*** Extracted information ***
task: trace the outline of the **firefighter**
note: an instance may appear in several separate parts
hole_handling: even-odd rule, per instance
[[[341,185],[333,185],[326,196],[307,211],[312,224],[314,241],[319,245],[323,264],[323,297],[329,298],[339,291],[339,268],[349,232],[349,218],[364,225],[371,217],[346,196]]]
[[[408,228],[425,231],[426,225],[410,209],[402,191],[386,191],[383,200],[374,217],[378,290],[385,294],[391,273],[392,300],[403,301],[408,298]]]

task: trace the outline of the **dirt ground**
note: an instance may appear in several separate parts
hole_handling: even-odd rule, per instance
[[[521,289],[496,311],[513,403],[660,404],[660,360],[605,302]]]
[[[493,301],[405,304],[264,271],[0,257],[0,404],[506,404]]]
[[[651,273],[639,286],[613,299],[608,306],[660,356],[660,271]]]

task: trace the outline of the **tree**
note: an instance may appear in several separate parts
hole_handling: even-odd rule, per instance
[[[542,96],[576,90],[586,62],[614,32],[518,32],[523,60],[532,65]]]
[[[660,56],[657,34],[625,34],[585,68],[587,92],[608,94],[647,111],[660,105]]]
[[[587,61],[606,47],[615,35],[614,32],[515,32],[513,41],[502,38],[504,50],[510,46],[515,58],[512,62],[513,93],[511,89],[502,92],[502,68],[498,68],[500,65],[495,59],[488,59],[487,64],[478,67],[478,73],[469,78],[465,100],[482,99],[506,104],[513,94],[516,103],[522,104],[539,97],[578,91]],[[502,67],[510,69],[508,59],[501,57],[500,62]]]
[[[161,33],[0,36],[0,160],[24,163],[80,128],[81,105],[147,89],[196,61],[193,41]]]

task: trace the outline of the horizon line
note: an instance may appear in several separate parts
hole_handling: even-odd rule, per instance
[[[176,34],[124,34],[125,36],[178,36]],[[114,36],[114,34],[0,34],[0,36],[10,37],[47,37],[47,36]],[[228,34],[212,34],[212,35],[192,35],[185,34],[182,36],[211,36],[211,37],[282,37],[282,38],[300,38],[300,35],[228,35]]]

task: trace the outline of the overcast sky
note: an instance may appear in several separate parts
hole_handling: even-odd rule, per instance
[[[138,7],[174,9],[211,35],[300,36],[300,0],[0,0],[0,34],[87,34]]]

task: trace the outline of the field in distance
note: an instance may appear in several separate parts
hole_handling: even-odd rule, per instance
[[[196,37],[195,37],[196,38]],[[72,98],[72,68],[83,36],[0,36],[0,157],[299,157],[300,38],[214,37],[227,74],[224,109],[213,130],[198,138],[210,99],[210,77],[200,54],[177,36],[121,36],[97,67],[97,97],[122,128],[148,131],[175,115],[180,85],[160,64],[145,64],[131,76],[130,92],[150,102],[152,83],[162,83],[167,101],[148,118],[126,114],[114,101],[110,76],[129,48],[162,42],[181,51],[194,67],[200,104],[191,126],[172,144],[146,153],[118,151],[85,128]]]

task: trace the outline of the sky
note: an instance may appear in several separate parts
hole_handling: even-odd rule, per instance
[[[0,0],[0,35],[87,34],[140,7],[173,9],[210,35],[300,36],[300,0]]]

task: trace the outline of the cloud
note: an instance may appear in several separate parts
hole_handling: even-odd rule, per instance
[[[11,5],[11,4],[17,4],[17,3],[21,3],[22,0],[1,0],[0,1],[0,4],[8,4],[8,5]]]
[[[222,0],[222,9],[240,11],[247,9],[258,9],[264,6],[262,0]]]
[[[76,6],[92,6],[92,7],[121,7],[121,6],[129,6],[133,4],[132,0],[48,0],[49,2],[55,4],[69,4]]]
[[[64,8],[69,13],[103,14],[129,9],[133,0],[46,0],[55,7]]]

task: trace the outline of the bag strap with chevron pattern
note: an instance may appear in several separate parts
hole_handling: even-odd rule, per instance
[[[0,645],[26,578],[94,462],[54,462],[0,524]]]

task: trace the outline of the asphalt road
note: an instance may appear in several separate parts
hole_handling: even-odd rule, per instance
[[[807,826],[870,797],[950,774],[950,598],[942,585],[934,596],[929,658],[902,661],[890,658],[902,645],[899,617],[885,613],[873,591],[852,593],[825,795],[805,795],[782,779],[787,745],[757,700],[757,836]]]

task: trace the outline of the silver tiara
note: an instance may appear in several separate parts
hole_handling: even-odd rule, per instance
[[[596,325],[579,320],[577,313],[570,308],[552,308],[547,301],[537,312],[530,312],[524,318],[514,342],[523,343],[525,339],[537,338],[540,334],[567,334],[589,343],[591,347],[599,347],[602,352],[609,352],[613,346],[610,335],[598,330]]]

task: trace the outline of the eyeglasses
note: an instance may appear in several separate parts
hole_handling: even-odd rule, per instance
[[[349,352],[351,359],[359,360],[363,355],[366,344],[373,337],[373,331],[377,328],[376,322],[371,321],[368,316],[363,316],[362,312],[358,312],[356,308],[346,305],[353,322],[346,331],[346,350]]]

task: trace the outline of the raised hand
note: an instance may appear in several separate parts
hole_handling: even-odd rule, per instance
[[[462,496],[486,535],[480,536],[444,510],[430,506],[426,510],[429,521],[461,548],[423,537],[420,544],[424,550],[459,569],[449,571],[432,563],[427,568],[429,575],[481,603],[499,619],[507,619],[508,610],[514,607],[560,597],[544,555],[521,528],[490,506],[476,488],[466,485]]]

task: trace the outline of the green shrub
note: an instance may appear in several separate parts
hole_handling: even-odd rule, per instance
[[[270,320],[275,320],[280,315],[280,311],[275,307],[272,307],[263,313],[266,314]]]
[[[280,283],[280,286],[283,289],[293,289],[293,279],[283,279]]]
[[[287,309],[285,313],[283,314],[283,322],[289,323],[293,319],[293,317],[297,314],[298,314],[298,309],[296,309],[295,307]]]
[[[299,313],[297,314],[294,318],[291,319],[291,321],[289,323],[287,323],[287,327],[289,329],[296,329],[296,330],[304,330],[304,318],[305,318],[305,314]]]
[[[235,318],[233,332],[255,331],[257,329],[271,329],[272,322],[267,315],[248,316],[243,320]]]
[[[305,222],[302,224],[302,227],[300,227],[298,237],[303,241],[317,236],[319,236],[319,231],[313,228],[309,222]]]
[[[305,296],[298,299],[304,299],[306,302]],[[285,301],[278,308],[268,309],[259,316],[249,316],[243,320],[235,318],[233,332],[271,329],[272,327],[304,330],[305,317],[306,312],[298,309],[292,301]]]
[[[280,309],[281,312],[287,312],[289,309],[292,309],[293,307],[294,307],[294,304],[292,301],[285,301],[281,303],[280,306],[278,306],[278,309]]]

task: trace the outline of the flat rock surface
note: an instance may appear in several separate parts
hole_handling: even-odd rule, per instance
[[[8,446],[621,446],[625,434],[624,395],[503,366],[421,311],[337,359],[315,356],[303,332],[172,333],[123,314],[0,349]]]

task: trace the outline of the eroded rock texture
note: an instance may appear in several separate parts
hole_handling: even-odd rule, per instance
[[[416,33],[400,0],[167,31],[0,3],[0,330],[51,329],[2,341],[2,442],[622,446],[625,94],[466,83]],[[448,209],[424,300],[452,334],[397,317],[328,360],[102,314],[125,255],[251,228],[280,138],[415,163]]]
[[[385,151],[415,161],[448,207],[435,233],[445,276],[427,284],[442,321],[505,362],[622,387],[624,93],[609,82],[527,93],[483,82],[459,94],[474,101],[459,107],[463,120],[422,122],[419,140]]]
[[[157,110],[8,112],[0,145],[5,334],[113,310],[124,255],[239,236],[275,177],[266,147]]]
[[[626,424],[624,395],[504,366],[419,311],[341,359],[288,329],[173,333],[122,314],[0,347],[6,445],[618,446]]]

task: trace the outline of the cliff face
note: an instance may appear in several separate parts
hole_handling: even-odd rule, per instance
*** End of Extracted information ***
> **What to work on**:
The job here is to find each line above with the word "rock" and copy it.

> **Task output**:
task: trace the outline of the flat rock surface
task: trace the outline of the eroded rock texture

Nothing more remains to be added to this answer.